__Brief__: Could you copy, word for word, only the lines from the one containing "obj: white van | bbox --json" through the last line of the records below, both included?

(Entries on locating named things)
══════════
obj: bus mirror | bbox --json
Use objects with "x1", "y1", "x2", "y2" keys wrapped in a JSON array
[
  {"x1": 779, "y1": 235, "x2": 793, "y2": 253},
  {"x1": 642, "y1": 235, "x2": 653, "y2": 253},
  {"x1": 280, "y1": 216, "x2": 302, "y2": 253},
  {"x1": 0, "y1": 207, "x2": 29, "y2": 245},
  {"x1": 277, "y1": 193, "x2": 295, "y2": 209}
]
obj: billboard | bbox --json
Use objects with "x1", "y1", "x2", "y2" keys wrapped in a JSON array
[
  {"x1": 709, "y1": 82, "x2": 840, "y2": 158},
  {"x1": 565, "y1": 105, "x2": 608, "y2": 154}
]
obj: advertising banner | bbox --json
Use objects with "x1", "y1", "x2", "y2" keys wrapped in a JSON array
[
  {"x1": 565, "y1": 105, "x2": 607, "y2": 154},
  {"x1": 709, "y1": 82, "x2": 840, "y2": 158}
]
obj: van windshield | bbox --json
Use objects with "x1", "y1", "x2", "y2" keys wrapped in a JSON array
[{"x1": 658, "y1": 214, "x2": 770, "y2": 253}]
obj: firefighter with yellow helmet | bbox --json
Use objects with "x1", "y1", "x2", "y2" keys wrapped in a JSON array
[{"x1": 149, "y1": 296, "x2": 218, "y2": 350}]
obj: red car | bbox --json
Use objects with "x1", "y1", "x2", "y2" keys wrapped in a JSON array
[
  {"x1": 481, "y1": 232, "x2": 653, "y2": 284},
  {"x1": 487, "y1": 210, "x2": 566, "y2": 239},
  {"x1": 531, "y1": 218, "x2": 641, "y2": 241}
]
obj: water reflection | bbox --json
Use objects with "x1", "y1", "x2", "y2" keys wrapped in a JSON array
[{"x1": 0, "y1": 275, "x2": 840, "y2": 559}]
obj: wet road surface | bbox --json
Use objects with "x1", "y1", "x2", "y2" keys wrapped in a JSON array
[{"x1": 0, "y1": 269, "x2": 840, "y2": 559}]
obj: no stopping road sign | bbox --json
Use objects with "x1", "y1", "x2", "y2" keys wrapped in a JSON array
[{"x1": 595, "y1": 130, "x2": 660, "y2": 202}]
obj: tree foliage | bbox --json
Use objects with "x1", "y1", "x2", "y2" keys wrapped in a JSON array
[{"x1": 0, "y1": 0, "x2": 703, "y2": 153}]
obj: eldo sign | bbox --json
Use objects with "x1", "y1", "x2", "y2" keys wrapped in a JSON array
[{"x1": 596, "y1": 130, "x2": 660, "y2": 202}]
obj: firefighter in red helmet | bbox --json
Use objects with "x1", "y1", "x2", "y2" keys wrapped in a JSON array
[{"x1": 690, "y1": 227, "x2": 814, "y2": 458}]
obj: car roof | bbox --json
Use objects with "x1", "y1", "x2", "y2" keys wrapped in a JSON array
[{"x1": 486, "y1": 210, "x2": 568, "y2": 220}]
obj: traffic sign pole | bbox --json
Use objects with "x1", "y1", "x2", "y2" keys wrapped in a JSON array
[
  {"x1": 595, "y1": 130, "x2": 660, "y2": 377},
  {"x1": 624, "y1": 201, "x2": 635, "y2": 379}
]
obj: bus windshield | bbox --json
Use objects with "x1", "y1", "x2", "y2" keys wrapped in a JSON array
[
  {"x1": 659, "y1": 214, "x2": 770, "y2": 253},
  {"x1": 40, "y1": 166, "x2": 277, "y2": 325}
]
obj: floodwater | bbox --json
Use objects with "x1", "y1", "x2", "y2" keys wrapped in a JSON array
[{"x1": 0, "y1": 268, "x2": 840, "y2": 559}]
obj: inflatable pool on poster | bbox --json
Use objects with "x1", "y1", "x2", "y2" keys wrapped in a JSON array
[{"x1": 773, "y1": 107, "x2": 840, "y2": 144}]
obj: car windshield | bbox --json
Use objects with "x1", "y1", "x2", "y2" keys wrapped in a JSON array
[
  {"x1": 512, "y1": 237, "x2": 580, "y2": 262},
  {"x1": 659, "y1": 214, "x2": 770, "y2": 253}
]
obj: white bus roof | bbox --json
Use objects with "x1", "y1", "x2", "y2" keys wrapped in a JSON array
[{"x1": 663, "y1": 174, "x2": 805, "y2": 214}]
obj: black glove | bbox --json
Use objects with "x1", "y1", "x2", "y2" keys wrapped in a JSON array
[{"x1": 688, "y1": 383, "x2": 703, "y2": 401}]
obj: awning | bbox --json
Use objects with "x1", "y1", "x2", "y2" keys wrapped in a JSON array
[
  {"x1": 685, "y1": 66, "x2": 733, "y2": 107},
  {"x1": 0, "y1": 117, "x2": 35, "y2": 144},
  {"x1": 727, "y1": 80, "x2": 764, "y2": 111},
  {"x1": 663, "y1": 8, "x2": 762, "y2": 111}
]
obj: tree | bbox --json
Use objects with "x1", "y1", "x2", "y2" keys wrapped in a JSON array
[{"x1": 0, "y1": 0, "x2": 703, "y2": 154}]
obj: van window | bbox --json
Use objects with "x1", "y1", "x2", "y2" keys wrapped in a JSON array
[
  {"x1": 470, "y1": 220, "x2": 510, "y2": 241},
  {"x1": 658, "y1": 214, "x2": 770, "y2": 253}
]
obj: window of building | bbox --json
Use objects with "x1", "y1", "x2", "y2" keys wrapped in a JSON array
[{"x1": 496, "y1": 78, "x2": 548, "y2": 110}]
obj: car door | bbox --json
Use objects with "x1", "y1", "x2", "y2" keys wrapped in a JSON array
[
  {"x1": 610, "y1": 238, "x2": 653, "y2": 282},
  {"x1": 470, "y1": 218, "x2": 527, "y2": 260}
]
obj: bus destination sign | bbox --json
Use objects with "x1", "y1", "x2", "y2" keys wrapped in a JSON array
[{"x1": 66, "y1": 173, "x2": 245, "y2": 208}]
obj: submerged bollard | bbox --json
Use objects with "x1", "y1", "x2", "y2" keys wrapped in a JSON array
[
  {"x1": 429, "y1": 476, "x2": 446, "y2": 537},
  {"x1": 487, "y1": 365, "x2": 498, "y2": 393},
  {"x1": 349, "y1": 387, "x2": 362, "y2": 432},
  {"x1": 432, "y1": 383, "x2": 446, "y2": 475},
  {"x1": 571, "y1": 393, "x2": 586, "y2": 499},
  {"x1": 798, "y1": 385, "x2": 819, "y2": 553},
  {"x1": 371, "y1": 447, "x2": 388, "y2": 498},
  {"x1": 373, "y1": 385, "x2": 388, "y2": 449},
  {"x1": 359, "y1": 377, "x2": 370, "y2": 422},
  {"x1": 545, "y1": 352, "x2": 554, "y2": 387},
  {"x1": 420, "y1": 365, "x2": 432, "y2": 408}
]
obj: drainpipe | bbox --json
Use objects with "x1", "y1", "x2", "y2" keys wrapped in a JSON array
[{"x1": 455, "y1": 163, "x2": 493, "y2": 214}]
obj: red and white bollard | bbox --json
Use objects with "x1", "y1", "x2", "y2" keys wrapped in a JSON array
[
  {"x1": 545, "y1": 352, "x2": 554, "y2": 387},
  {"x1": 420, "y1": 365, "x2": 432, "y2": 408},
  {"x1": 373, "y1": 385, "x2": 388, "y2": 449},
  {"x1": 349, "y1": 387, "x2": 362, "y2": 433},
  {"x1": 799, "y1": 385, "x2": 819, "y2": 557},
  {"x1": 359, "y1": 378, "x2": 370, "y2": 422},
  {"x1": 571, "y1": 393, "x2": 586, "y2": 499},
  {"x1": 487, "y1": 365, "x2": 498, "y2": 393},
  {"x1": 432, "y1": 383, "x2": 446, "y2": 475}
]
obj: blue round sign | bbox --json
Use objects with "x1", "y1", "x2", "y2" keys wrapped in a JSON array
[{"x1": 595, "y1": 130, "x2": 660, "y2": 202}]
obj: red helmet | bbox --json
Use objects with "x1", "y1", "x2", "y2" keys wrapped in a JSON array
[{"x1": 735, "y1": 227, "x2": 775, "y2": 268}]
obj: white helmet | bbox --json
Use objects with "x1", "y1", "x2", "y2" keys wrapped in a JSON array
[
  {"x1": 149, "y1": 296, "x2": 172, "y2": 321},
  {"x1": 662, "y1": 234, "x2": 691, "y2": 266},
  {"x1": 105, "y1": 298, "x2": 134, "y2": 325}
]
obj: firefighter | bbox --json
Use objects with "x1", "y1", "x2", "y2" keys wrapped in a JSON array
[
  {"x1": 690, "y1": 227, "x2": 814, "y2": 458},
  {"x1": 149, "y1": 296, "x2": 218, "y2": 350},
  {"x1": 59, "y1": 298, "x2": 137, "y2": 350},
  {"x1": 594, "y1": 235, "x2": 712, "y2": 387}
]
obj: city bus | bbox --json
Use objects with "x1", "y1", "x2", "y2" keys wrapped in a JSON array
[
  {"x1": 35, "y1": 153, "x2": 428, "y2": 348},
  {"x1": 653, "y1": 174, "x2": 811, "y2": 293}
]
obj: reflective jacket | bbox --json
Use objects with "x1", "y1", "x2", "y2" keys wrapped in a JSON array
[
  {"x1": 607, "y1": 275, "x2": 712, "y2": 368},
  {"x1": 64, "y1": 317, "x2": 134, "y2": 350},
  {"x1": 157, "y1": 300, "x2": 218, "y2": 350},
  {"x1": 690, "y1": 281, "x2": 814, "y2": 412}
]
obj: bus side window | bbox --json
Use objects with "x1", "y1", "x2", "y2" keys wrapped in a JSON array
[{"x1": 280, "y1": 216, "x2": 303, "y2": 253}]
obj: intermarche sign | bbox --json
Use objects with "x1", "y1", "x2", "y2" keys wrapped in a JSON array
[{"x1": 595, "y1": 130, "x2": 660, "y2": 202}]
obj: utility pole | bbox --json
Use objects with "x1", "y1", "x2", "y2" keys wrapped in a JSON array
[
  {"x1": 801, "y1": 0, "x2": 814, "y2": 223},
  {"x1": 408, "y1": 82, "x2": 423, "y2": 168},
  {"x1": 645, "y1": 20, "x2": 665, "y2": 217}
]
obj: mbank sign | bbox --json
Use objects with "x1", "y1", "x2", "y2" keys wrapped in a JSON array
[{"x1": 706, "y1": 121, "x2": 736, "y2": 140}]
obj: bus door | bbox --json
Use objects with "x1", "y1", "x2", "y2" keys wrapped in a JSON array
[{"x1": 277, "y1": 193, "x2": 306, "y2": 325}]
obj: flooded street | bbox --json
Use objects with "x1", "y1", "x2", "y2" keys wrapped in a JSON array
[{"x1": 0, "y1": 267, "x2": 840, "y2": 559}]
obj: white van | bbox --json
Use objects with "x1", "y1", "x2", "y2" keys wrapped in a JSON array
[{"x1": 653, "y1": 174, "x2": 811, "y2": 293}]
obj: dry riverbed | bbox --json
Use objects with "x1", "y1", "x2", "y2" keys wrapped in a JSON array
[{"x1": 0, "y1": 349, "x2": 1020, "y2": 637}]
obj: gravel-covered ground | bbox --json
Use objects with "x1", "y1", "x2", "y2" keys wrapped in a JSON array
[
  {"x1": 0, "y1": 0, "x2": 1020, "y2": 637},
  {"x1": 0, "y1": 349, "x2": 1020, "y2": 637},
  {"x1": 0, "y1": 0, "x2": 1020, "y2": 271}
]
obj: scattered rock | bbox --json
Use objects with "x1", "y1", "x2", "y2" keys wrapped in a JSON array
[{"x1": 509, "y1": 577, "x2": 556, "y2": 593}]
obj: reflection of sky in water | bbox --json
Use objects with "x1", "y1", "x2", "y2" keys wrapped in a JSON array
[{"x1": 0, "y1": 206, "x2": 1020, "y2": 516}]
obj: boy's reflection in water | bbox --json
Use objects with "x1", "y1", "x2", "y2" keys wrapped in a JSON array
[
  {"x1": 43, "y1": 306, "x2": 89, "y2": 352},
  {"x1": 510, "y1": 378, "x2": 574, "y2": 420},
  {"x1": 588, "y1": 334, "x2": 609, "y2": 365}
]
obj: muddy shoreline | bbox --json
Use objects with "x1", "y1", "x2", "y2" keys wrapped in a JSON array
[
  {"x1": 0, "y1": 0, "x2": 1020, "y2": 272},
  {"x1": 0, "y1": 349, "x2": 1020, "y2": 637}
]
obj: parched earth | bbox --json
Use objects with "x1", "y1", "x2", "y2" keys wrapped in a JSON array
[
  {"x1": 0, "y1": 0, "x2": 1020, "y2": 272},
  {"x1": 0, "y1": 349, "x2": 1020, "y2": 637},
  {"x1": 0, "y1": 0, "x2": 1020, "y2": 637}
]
══════════
__Expected answer__:
obj: white van | bbox --json
Use objects with "x1", "y1", "x2", "y2" keys wrapped in a JSON array
[{"x1": 653, "y1": 174, "x2": 811, "y2": 293}]
obj: dry riverbed | bbox --json
Use objects with "x1", "y1", "x2", "y2" keys wrapped in a JSON array
[{"x1": 0, "y1": 349, "x2": 1020, "y2": 637}]
obj: gravel-covered ground | bbox --json
Use objects with "x1", "y1", "x2", "y2" keys wrapped in a JSON array
[
  {"x1": 0, "y1": 0, "x2": 1020, "y2": 637},
  {"x1": 0, "y1": 349, "x2": 1020, "y2": 637},
  {"x1": 0, "y1": 0, "x2": 1020, "y2": 271}
]
obj: scattered rock | bbox --json
Use objects with "x1", "y1", "x2", "y2" keys wrapped in a JSON array
[{"x1": 509, "y1": 577, "x2": 556, "y2": 593}]
obj: reflection of sky in water | bbox --json
Use objects with "x1", "y1", "x2", "y2" keys wrapped in a JSON array
[{"x1": 0, "y1": 206, "x2": 1020, "y2": 516}]
obj: boy's reflection in water | bbox --json
Use objects with "x1", "y1", "x2", "y2" keys wrapped in a JSON array
[
  {"x1": 43, "y1": 306, "x2": 89, "y2": 352},
  {"x1": 510, "y1": 378, "x2": 574, "y2": 420},
  {"x1": 588, "y1": 334, "x2": 609, "y2": 365}
]
obj: muddy shoreline | bbox --json
Use objects with "x1", "y1", "x2", "y2" keys wrapped in a JSON array
[
  {"x1": 0, "y1": 0, "x2": 1020, "y2": 272},
  {"x1": 0, "y1": 349, "x2": 1020, "y2": 637}
]
obj: parched earth | bbox --json
Use objects with "x1", "y1", "x2", "y2" keys wrapped in a JSON array
[
  {"x1": 0, "y1": 0, "x2": 1020, "y2": 272},
  {"x1": 0, "y1": 349, "x2": 1020, "y2": 637},
  {"x1": 0, "y1": 0, "x2": 1020, "y2": 637}
]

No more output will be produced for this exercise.